Source
- - - - - - -

Monday, 8 January 2018
Exhibit Hall 3 (ACC) (Austin, Texas)
Callyn Bloch, IMSG/NOAA/NESDIS/STAR, College Park, MD; and R. O. Knuteson and A. Gambacorta
Handout
(3.7 MB)
Issuing severe weather statements is very important for the safety of people everywhere, but it can be hard to predict. Near-real time satellite data can give forecasters the extra edge they need to issue timely and accurate watches and warnings. The Convective Available Potential Energy (CAPE) is a measure of atmospheric instability and is computed from vertical profiles of temperature and water vapor. Measuring CAPE is important in determining whether or not severe storms will occur. The value of using satellite vertical soundings from hyperspectral infrared sensors, using the NOAA Unique Combined Atmospheric processing System (NUCAPS) has been recognized at the NOAA Hazardous Weather Testbed workshops held at the NOAA/National Weather Service (NWS) Storm Prediction Center (SPC) in the past few years. In addition to more temporal coverage, NUCAPS data can provide spatial coverage between NWS radiosonde launch sites, which are only launched twice a day. These launch times are inconvenient in the continental United States for identifying severe weather because they are launched well before and after maximum daytime heating when convective weather often occurs. Satellite overpass times from EUMETSAT Metop with the IASI instrument at 10:30am and 10:30pm and NASA Aqua with the AIRS instrument, NASA Suomi-NPP with the CrIS instrument, and NASA/NOAA JPSS-1 at about 1:30am and 1:30pm occur conveniently between the operational 0 and 12 UTC NWS radiosondes. Being a modular design, NUCAPS has the capability to operationally process many platforms.
Satellite soundings struggle in the lower tropospheric region due to the increased opacity of the atmosphere. This is particularly true over land areas where surface dis-homogeneities and uncertainties in the surface emissivity penalize the accuracy of the lower tropospheric temperature and dewpoint temperature retrieval even further. Both parameters are key inputs to the computation of CAPE.

- - - - - - -

(Items from a dataset)
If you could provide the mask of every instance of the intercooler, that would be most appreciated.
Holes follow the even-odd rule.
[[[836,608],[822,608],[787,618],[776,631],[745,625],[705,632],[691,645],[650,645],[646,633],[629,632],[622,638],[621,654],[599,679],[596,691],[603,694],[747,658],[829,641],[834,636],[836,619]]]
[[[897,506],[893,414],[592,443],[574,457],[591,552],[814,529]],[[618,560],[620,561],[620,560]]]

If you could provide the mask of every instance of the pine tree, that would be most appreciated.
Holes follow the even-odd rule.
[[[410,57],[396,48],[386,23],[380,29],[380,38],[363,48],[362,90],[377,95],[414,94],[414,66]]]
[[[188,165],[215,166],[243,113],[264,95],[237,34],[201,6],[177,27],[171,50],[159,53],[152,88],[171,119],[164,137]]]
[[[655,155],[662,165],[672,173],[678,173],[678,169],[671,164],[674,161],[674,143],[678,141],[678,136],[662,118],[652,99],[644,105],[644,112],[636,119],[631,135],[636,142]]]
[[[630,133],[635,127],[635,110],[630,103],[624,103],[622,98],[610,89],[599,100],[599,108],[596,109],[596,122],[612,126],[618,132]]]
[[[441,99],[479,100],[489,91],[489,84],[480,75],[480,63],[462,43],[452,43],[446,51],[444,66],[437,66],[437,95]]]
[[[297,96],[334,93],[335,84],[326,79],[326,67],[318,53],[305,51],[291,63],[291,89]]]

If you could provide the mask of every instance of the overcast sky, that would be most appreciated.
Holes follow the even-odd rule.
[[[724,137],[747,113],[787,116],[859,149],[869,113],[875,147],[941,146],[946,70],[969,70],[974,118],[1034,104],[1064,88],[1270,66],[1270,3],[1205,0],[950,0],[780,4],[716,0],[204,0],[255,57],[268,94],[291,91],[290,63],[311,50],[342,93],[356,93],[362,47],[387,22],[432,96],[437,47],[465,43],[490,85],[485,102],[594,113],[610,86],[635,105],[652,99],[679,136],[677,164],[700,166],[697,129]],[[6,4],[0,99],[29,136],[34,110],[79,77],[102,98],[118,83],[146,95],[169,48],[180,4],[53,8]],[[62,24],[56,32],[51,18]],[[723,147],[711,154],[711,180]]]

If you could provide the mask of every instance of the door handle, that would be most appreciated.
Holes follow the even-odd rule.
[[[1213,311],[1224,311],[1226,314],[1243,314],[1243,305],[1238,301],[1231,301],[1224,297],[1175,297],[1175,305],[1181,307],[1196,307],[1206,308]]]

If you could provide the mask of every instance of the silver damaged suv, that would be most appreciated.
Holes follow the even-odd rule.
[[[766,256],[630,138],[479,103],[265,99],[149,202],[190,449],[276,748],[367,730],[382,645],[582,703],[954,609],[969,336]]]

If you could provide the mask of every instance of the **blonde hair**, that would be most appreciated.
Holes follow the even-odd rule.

- - - - - - -

Requirements
1. According to the abstract on satellite soundings, how many times a day are NWS radiosondes launched?
2. Swap "land areas" for "coastal areas" in the part of the abstract on satellite soundings that begins at the words "Satellite soundings struggle" and stops after "computation of CAPE.", then write that part out.
These lines have no connection to the abstract on satellite soundings.

Replies
1. They are launched twice a day.

2.
Satellite soundings struggle in the lower tropospheric region due to the increased opacity of the atmosphere. This is particularly true over coastal areas where surface dis-homogeneities and uncertainties in the surface emissivity penalize the accuracy of the lower tropospheric temperature and dewpoint temperature retrieval even further. Both parameters are key inputs to the computation of CAPE.